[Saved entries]
Content starts

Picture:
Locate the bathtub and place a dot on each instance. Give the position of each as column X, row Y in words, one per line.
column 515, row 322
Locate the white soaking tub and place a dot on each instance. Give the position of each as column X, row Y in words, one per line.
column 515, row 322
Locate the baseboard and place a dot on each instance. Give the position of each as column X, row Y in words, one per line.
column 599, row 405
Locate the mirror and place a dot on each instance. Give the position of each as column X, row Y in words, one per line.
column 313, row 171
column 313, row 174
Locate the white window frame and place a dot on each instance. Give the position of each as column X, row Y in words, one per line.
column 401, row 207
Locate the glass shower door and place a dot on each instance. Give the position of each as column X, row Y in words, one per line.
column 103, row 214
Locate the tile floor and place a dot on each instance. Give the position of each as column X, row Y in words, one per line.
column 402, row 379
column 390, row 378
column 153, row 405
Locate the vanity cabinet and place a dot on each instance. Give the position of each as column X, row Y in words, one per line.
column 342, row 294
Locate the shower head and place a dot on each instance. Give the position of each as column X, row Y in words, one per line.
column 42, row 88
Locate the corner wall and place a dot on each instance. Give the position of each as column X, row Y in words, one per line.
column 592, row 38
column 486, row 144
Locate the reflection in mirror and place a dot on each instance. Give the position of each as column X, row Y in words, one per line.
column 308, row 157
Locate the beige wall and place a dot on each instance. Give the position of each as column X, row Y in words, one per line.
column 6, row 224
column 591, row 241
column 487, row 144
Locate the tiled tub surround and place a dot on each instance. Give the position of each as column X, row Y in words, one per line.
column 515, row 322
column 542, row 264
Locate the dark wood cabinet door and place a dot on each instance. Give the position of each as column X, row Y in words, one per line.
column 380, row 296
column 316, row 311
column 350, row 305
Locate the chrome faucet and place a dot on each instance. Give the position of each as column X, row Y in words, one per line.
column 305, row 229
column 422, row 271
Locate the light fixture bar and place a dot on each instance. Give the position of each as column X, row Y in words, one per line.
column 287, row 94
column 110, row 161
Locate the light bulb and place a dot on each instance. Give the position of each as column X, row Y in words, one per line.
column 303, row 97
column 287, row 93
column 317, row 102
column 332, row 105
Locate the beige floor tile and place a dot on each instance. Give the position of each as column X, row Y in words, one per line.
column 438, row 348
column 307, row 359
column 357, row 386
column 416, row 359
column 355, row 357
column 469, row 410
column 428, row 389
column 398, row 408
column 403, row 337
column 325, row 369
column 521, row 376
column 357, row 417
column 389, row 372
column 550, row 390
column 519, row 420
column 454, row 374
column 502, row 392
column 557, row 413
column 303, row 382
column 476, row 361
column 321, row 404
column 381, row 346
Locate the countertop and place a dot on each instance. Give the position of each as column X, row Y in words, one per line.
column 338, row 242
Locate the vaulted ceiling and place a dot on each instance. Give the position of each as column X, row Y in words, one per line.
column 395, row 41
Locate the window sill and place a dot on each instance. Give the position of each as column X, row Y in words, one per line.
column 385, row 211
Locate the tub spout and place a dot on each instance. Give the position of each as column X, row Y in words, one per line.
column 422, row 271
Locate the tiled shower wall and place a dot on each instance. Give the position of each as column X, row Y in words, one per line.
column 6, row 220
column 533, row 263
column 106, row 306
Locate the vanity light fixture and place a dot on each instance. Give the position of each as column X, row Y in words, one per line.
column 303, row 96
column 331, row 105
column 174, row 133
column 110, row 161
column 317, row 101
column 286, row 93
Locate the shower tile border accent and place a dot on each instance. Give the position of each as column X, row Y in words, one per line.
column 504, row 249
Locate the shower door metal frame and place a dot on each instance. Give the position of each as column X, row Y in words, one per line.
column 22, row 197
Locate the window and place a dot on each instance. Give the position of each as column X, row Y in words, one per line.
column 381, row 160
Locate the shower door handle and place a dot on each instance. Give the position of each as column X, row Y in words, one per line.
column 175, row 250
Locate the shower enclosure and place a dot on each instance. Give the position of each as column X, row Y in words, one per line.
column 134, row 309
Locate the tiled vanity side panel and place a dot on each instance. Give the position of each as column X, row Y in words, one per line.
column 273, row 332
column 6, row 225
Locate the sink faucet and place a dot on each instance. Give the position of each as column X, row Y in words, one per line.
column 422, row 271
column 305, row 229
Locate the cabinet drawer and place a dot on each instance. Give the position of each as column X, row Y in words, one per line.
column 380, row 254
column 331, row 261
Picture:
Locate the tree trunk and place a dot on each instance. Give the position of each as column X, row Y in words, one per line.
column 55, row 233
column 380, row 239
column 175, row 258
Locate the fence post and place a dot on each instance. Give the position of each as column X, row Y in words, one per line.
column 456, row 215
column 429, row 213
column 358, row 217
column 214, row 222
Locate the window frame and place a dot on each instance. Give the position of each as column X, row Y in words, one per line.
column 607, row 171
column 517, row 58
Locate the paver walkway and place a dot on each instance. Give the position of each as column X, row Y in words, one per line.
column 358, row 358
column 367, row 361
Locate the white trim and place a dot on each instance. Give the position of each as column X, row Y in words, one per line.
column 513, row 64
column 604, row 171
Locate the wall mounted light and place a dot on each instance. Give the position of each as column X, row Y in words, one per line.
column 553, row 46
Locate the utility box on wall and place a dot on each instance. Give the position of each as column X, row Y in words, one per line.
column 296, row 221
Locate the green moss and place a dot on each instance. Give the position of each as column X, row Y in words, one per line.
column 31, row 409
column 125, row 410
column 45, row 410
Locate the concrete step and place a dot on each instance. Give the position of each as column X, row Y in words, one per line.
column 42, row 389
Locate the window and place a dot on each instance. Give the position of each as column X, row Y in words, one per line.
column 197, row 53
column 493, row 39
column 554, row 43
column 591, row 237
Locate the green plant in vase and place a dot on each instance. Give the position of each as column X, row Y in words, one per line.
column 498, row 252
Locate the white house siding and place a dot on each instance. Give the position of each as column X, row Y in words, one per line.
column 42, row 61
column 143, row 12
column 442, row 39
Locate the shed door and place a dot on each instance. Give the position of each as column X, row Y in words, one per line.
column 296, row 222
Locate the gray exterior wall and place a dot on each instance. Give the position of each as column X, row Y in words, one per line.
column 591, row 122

Content ends

> [Task details]: Give every line above again, word for word.

> [Answer box]:
Picture:
Locate the bathtub and place a dot on each instance. Give the position of each as column X, row Y in words, one per line.
column 515, row 322
Locate the white soaking tub and place a dot on each instance. Give the position of each as column X, row Y in words, one per line.
column 515, row 322
Locate the baseboard and place a dot on each instance. Give the position of each as column X, row Y in words, one per line.
column 599, row 405
Locate the mirror and place a dot on each instance. Give the position of each as column X, row Y in words, one per line.
column 313, row 171
column 313, row 174
Locate the white window frame and place a dot on each instance. Give the position of each as column X, row Y in words, one per line.
column 401, row 207
Locate the glass shower door and place a dot on each instance. Give the position of each as column X, row Y in words, one per line.
column 103, row 214
Locate the tile floor and place a dot on each instance. Give the position of each as column X, row Y in words, one per line.
column 402, row 379
column 390, row 378
column 153, row 405
Locate the vanity cabinet and place a dot on each instance. Give the position of each as column X, row Y in words, one per line.
column 342, row 294
Locate the shower head and place a dot on each instance. Give the position of each as column X, row Y in words, one per line.
column 42, row 88
Locate the corner wall and place a dot on each instance. Give the position of each as column X, row Y in words, one per line.
column 592, row 38
column 486, row 144
Locate the reflection in mirror and place a dot on each instance. Give the position of each as column X, row Y in words, one per line.
column 308, row 157
Locate the beige wall and place a dot on each instance. Give the position of each as column X, row Y in words, one per line.
column 6, row 224
column 591, row 241
column 487, row 144
Locate the tiled tub surround and place a dot on each instance. Give the position of each as column X, row Y in words, one per line.
column 515, row 322
column 542, row 264
Locate the dark wood cabinet door and place a dot on each instance. Give the position of each as column X, row Y in words, one per line.
column 380, row 296
column 316, row 311
column 350, row 305
Locate the chrome faucet and place a dot on each instance. Give the position of each as column X, row Y in words, one per line.
column 305, row 229
column 422, row 271
Locate the light fixture bar and place a dot on each instance. Give the position of each as column X, row Y in words, one per line.
column 287, row 94
column 110, row 161
Locate the light bulb and place a dot on each instance. Give the position of each as column X, row Y in words, one per line.
column 303, row 97
column 287, row 93
column 317, row 102
column 332, row 105
Locate the beige floor tile and place a dot on each instance. Give the position of each as column X, row Y in words, one per line.
column 438, row 348
column 307, row 359
column 357, row 386
column 416, row 359
column 355, row 357
column 469, row 410
column 428, row 389
column 398, row 408
column 403, row 337
column 325, row 369
column 521, row 376
column 357, row 417
column 389, row 372
column 550, row 390
column 519, row 420
column 454, row 374
column 502, row 392
column 557, row 413
column 303, row 382
column 476, row 361
column 321, row 404
column 381, row 346
Locate the countertop and place a dot on each instance. Give the position of each as column X, row Y in words, one per line.
column 338, row 242
Locate the vaulted ceiling and place a dot on each instance. Give the position of each as column X, row Y in words, one per line.
column 395, row 41
Locate the window sill and place a dot on each instance. Give the position of each as column X, row Y in words, one per line.
column 385, row 211
Locate the tub spout and place a dot on each instance. Give the position of each as column X, row Y in words, one per line.
column 422, row 271
Locate the tiled shower wall and place a dot on each instance. Give the position of each as column X, row Y in words, one per line.
column 6, row 220
column 533, row 263
column 106, row 306
Locate the vanity light fixture and place a dot on each instance. Give the position of each as column X, row Y in words, one per line.
column 303, row 96
column 331, row 105
column 174, row 133
column 110, row 161
column 317, row 101
column 286, row 93
Locate the shower tile border accent and place a dot on each instance. Give the position of each as column X, row Y in words, one per line.
column 504, row 249
Locate the shower door metal frame and place a dot on each instance. Give the position of each as column X, row Y in words, one per line.
column 22, row 197
Locate the window and place a dot on each instance. Give the position of each as column X, row Y in words, one per line.
column 381, row 160
Locate the shower door handle and place a dot on each instance. Give the position of each as column X, row Y in words, one per line.
column 175, row 250
Locate the shower enclosure and place a dot on each instance. Give the position of each as column X, row Y in words, one per line.
column 134, row 309
Locate the tiled vanity side panel and place a dot on each instance. Give the position of each as column X, row Y in words, one per line.
column 273, row 332
column 6, row 225
Locate the sink faucet and place a dot on each instance. Give the position of each as column X, row Y in words, one per line.
column 422, row 271
column 305, row 229
Locate the cabinet drawer and place a dot on each instance. Give the position of each as column X, row Y in words, one per line.
column 380, row 254
column 331, row 261
Picture:
Locate the tree trunk and place a dot on each instance. Give the position of each as column X, row Y in words, one per line.
column 55, row 233
column 380, row 239
column 175, row 258
Locate the fence post and place a dot on each instance. Give the position of each as column X, row Y in words, one per line.
column 456, row 215
column 429, row 213
column 358, row 217
column 214, row 222
Locate the window frame and place a dot on each instance. Give the position of each as column X, row Y in words, one per line.
column 607, row 171
column 517, row 58
Locate the paver walkway and place a dot on each instance. Give the position of each as column X, row Y in words, one per line.
column 358, row 358
column 367, row 361
Locate the white trim and place a dot on each instance. Give the position of each as column X, row Y in words, one per line.
column 513, row 64
column 604, row 171
Locate the wall mounted light and place a dot on each instance. Give the position of each as column X, row Y in words, one per line.
column 553, row 46
Locate the utility box on wall and place a dot on each instance. Give the position of each as column X, row Y in words, one per line.
column 296, row 221
Locate the green moss and place a dot on each instance. Give the position of each as column X, row Y in words, one per line.
column 31, row 409
column 125, row 410
column 45, row 410
Locate the concrete step and place a dot on each instance. Give the position of each as column X, row Y in words, one per line.
column 42, row 389
Locate the window and place a dot on each instance. Give the position of each as column X, row Y in words, one per line.
column 197, row 53
column 493, row 39
column 554, row 43
column 591, row 237
Locate the green plant in vase and place a dot on each instance. Give the position of each as column X, row Y in words, one per line.
column 498, row 252
Locate the white house siding and place a dot on each instance. Give the position of each as column X, row Y in words, one per line.
column 42, row 61
column 143, row 12
column 442, row 39
Locate the shed door and place a dot on each instance. Give the position of each as column X, row Y in words, one per line.
column 296, row 222
Locate the gray exterior wall and place a dot on each instance. Give the position of each as column X, row Y in words, one per line.
column 591, row 122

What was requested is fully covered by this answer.